* _STUDY TEXT_:
_ _ _
Will Hall


Will Hall is an American mental health advocate, counselor, writer, and teacher. Diagnosed with schizophrenia, he is a leader in the recovery approach in mental health and is an organizer within the psychiatric survivors movement. Hall advocates the recovery approach to mental illness and is recognized internationally as an innovator in the treatment and social response to psychosis.
In 2001, he co-founded the Freedom Center and from 2004-2009 was a co-coordinator for The Icarus Project. He has consulted for Mental Disability Rights International, the Family Outreach and Response Program, and the Office on Violence Against Women, and in 2012 presented to the American Psychiatric Association's Institute on Psychiatric Services.
Hall hosts the FM radio program, "Madness Radio," syndicated on the Pacifica Network, and in 2009, co-founded Portland Hearing Voices.
He lives in Oakland, California.

Career

After graduating from the community studies program at the University of California Santa Cruz in 1986, Hall worked for the Santa Cruz Sun newspaper as a staff reporter and for the Resource Center for Nonviolence's Brazil program. In 1988, he became Co-Director of the Earth Island Institute's Environmental Project on Central America, and traveled to El Salvador and Nicaragua during the civil wars in those countries.
In 1990, Hall began to suffer a deterioration of his mental health, and was involuntarily committed to San Francisco General Hospital in 1992. He spent a year in the public mental health system, including restraints, solitary confinement in a padded cell, and more than two months in locked wards at Langley Porter Psychiatric Institute. He was diagnosed with schizoaffective disorder, a form of schizophrenia.
After leaving the traditional mental health system in 1993, Hall stopped taking psychiatric medications, and began to reestablish his well-being using holistic health, spiritual training, and social supports.
In 1996, he worked in the planning department of the advertising agency Wieden+Kennedy in Portland, Oregon.
_ _ _
* _INFORMATION SUPPLIED_:
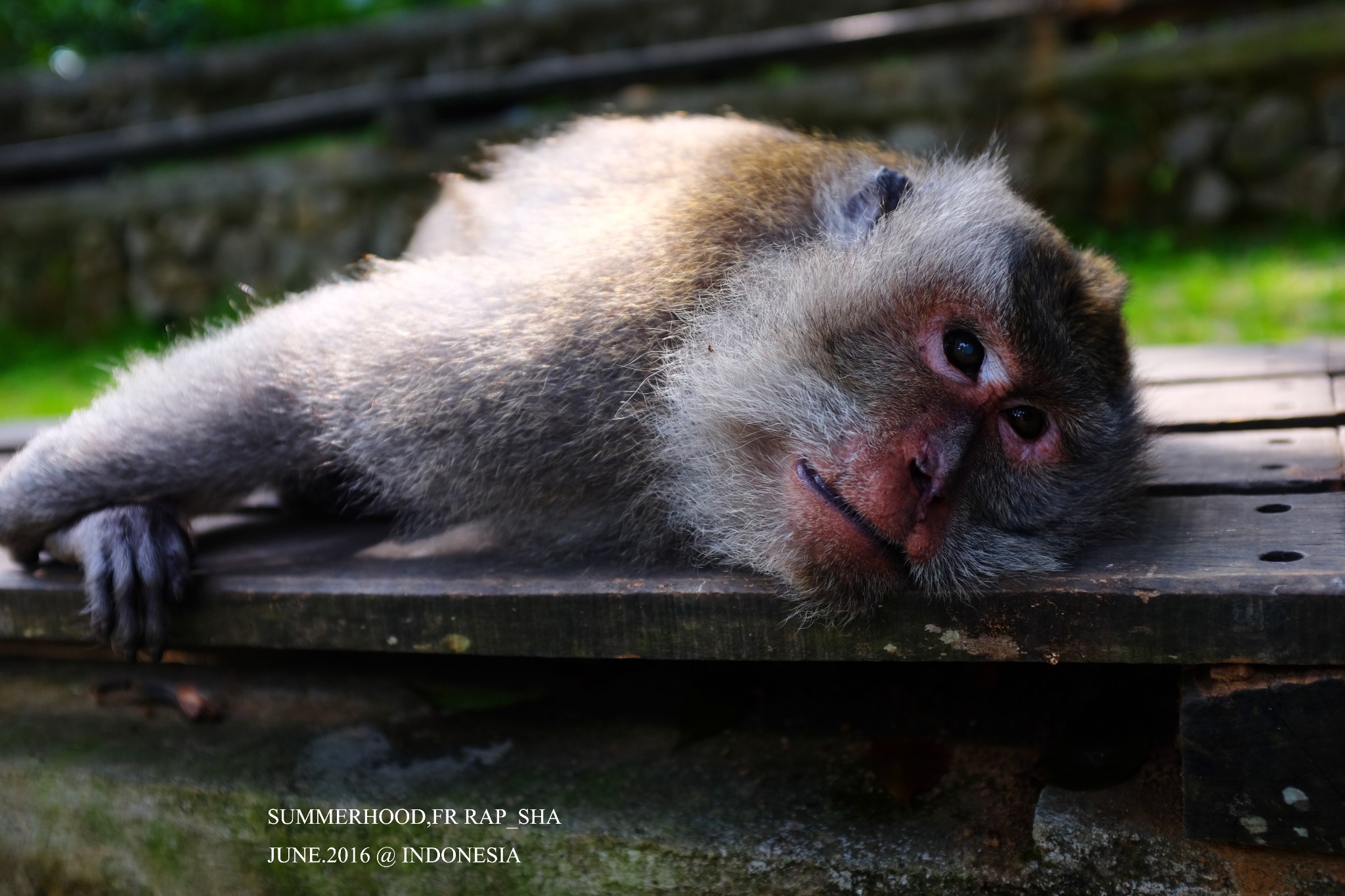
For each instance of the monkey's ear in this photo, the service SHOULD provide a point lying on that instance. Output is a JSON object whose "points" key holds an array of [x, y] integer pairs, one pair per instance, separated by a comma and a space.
{"points": [[876, 198], [1102, 284]]}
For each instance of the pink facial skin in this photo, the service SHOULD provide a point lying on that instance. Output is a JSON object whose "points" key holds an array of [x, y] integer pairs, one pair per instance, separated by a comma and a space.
{"points": [[876, 494]]}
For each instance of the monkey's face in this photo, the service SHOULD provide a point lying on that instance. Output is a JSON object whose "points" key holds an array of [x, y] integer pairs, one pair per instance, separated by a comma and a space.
{"points": [[937, 400]]}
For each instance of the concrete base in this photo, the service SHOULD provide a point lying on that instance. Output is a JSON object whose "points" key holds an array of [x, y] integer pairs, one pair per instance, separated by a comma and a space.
{"points": [[645, 786]]}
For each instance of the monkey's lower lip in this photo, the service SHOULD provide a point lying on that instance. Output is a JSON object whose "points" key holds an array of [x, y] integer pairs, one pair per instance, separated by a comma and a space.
{"points": [[814, 481]]}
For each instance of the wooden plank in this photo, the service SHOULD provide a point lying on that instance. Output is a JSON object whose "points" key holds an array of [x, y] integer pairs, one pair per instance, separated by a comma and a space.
{"points": [[1262, 758], [1204, 363], [1188, 587], [1251, 461], [1254, 403]]}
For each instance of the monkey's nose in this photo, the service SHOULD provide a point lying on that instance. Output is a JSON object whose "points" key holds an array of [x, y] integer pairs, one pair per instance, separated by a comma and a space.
{"points": [[921, 480]]}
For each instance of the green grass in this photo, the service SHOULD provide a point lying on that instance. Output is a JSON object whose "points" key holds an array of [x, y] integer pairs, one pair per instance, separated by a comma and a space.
{"points": [[45, 375], [30, 30], [1234, 289], [1220, 289]]}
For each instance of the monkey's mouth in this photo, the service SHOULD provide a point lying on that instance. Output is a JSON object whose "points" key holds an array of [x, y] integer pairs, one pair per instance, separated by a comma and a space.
{"points": [[814, 481]]}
_ _ _
Print the Will Hall text word for word, in full. The records don't matter for any of this.

Will Hall


Will Hall is an American mental health advocate, counselor, writer, and teacher. Diagnosed with schizophrenia, he is a leader in the recovery approach in mental health and is an organizer within the psychiatric survivors movement. Hall advocates the recovery approach to mental illness and is recognized internationally as an innovator in the treatment and social response to psychosis.
In 2001, he co-founded the Freedom Center and from 2004-2009 was a co-coordinator for The Icarus Project. He has consulted for Mental Disability Rights International, the Family Outreach and Response Program, and the Office on Violence Against Women, and in 2012 presented to the American Psychiatric Association's Institute on Psychiatric Services.
Hall hosts the FM radio program, "Madness Radio," syndicated on the Pacifica Network, and in 2009, co-founded Portland Hearing Voices.
He lives in Oakland, California.

Career

After graduating from the community studies program at the University of California Santa Cruz in 1986, Hall worked for the Santa Cruz Sun newspaper as a staff reporter and for the Resource Center for Nonviolence's Brazil program. In 1988, he became Co-Director of the Earth Island Institute's Environmental Project on Central America, and traveled to El Salvador and Nicaragua during the civil wars in those countries.
In 1990, Hall began to suffer a deterioration of his mental health, and was involuntarily committed to San Francisco General Hospital in 1992. He spent a year in the public mental health system, including restraints, solitary confinement in a padded cell, and more than two months in locked wards at Langley Porter Psychiatric Institute. He was diagnosed with schizoaffective disorder, a form of schizophrenia.
After leaving the traditional mental health system in 1993, Hall stopped taking psychiatric medications, and began to reestablish his well-being using holistic health, spiritual training, and social supports.
In 1996, he worked in the planning department of the advertising agency Wieden+Kennedy in Portland, Oregon.